Required work - Return nothing but the lines from the line containing "Target: green foliage" through the last line of the records, reproduced exactly.

Exercise materials -
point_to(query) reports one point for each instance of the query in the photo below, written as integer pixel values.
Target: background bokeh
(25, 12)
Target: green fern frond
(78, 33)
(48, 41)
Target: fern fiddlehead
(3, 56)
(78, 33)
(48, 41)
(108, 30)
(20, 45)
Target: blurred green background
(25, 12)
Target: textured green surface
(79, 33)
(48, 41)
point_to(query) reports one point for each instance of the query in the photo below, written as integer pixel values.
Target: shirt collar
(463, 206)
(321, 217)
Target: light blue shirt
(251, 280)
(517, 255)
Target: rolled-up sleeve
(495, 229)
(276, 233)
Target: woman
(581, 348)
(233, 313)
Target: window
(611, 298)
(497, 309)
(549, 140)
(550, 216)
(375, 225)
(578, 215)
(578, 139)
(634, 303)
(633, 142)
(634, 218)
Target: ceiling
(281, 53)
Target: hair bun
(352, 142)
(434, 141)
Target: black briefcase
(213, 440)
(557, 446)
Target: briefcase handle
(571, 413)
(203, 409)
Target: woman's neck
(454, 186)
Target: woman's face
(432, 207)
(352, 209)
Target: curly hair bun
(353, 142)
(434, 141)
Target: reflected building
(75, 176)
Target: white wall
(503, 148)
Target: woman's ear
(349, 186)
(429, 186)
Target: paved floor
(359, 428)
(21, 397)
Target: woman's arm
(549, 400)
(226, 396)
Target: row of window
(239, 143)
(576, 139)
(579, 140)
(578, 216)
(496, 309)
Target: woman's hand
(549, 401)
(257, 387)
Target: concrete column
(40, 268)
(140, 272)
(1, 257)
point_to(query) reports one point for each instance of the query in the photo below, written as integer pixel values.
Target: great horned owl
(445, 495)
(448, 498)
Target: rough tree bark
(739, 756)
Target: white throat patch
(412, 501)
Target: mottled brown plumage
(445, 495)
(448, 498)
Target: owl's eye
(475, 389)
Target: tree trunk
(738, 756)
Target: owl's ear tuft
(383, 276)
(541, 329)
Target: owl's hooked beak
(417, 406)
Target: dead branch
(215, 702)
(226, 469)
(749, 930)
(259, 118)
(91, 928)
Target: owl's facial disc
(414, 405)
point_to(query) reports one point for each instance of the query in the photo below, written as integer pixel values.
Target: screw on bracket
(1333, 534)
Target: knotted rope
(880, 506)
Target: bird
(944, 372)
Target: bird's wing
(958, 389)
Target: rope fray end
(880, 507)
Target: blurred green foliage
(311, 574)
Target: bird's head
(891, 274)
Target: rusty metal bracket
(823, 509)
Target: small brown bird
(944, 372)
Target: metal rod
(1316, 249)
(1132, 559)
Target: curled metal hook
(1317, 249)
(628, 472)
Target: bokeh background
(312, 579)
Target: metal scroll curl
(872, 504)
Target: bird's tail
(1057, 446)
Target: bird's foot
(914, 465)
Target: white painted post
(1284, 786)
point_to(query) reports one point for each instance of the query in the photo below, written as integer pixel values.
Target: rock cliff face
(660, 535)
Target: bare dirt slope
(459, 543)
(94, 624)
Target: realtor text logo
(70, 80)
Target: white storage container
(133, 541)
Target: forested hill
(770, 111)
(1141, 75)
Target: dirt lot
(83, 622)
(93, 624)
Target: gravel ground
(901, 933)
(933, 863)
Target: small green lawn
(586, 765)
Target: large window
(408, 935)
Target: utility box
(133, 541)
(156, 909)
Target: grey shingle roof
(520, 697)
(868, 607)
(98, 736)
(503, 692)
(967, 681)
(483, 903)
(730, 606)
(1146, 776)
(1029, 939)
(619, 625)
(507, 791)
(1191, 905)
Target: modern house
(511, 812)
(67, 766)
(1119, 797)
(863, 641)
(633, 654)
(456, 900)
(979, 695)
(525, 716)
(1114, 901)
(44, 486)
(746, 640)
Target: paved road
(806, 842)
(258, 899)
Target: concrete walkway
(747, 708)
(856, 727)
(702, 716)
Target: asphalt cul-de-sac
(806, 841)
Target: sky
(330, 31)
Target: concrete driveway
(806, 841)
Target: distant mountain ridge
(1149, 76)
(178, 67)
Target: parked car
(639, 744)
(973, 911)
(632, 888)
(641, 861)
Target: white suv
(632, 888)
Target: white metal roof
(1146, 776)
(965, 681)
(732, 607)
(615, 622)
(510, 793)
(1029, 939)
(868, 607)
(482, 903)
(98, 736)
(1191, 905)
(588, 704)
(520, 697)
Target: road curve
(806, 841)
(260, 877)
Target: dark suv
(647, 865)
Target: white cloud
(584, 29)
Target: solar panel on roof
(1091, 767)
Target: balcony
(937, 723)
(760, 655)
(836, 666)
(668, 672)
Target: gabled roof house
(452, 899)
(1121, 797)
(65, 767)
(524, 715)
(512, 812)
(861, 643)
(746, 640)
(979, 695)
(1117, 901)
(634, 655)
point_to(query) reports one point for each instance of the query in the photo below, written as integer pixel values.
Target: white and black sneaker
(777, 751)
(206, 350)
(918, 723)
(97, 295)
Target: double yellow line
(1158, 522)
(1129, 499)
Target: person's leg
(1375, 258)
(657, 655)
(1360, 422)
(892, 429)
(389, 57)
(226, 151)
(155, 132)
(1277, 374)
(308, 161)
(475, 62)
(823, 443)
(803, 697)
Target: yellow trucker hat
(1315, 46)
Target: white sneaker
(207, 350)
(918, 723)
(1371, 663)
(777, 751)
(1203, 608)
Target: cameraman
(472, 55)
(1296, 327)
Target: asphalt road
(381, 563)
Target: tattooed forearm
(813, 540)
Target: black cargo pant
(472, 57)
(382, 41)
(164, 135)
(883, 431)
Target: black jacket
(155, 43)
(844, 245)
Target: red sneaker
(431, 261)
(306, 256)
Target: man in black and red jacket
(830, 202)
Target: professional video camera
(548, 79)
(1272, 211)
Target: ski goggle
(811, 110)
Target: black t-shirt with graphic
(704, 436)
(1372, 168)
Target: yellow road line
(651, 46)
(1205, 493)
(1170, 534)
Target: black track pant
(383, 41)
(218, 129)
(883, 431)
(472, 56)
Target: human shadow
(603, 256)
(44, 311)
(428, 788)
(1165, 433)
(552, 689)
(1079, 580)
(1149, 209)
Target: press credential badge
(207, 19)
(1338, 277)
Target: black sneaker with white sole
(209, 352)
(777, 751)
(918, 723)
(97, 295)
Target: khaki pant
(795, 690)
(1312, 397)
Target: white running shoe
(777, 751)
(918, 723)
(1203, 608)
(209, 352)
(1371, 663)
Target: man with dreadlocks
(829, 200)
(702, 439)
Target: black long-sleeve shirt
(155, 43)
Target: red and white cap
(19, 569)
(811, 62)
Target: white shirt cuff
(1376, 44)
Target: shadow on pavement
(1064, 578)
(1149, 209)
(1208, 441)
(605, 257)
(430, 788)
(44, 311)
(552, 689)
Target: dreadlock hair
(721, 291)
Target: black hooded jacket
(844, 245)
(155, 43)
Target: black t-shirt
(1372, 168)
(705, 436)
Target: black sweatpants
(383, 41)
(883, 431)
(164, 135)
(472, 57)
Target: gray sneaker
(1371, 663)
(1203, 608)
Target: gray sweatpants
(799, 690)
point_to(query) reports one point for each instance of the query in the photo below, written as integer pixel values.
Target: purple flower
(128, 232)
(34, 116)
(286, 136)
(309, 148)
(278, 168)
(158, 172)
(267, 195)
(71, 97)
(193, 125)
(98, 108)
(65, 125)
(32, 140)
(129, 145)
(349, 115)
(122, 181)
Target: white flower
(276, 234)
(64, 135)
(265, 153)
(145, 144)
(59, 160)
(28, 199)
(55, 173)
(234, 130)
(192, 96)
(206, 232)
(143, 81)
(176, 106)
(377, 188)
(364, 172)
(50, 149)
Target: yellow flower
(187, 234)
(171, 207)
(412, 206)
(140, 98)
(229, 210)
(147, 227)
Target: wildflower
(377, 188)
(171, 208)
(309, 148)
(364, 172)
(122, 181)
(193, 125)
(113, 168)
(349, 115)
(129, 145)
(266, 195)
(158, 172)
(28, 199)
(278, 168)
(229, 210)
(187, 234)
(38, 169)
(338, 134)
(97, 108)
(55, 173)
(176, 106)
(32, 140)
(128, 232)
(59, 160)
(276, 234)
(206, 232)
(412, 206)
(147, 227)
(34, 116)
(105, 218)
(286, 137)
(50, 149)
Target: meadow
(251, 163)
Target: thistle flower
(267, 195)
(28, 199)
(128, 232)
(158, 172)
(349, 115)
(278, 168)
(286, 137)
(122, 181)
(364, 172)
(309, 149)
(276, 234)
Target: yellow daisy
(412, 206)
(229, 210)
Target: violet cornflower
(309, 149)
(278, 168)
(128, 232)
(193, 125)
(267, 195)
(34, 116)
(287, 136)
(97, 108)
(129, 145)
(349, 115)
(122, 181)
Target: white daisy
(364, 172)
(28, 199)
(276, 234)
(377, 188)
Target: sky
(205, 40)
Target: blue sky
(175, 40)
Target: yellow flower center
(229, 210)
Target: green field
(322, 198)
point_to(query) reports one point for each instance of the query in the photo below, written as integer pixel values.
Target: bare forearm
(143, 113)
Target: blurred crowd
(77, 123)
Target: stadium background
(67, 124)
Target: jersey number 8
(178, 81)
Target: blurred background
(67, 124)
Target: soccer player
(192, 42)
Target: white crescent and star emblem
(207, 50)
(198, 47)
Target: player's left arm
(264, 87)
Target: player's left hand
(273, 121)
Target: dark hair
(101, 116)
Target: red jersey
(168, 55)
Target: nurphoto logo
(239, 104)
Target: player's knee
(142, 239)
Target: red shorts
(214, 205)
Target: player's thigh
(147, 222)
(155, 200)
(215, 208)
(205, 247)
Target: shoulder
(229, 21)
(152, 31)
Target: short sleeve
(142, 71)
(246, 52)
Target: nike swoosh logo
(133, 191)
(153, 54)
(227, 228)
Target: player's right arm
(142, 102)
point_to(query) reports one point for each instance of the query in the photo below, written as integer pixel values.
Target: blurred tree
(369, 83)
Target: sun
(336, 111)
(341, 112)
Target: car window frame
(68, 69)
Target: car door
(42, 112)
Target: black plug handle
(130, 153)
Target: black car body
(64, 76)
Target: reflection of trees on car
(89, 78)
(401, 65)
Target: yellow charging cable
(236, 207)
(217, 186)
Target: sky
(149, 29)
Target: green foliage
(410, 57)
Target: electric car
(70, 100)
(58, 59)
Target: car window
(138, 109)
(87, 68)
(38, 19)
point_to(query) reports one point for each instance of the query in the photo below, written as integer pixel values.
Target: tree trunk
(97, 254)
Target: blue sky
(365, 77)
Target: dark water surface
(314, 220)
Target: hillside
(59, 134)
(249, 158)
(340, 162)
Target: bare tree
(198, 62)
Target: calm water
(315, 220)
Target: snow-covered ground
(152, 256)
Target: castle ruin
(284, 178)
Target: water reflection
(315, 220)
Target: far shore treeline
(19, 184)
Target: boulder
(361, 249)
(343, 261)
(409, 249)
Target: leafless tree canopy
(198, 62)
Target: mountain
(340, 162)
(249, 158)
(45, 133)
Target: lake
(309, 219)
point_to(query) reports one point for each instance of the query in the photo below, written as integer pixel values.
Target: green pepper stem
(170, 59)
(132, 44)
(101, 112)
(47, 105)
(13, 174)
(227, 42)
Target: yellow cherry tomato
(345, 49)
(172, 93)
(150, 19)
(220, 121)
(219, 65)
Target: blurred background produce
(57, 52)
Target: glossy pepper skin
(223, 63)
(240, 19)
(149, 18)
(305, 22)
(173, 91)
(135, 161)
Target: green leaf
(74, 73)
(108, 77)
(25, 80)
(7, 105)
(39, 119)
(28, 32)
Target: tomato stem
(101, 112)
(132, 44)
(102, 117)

Solution to this exercise -
Target: green foliage
(410, 57)
Target: electric car
(70, 100)
(58, 59)
Target: car window
(138, 109)
(87, 68)
(38, 19)
point_to(query) reports one point for each instance of the query in the photo below, written as integer pixel values.
Target: tree trunk
(97, 254)
Target: blue sky
(365, 77)
Target: dark water surface
(314, 220)
Target: hillside
(59, 134)
(249, 158)
(340, 162)
Target: bare tree
(198, 62)
Target: calm water
(315, 220)
Target: snow-covered ground
(152, 256)
Target: castle ruin
(284, 178)
Target: water reflection
(315, 220)
Target: far shore treeline
(19, 184)
Target: boulder
(361, 249)
(343, 261)
(409, 249)
Target: leafless tree canopy
(198, 62)
Target: mountain
(340, 162)
(249, 158)
(45, 133)
Target: lake
(309, 219)
point_to(query) reports one point for each instance of the query in the photo below, written as integer pixel values.
Target: green pepper stem
(170, 59)
(132, 44)
(101, 112)
(47, 105)
(13, 174)
(227, 42)
Target: yellow cherry tomato
(345, 49)
(172, 93)
(150, 19)
(220, 121)
(219, 65)
Target: blurred background produce
(57, 52)
Target: glossy pepper skin
(223, 63)
(240, 19)
(149, 18)
(305, 22)
(173, 91)
(135, 161)
Target: green leaf
(74, 73)
(108, 77)
(25, 80)
(7, 105)
(39, 119)
(28, 32)
Target: tomato stem
(101, 112)
(132, 44)
(102, 117)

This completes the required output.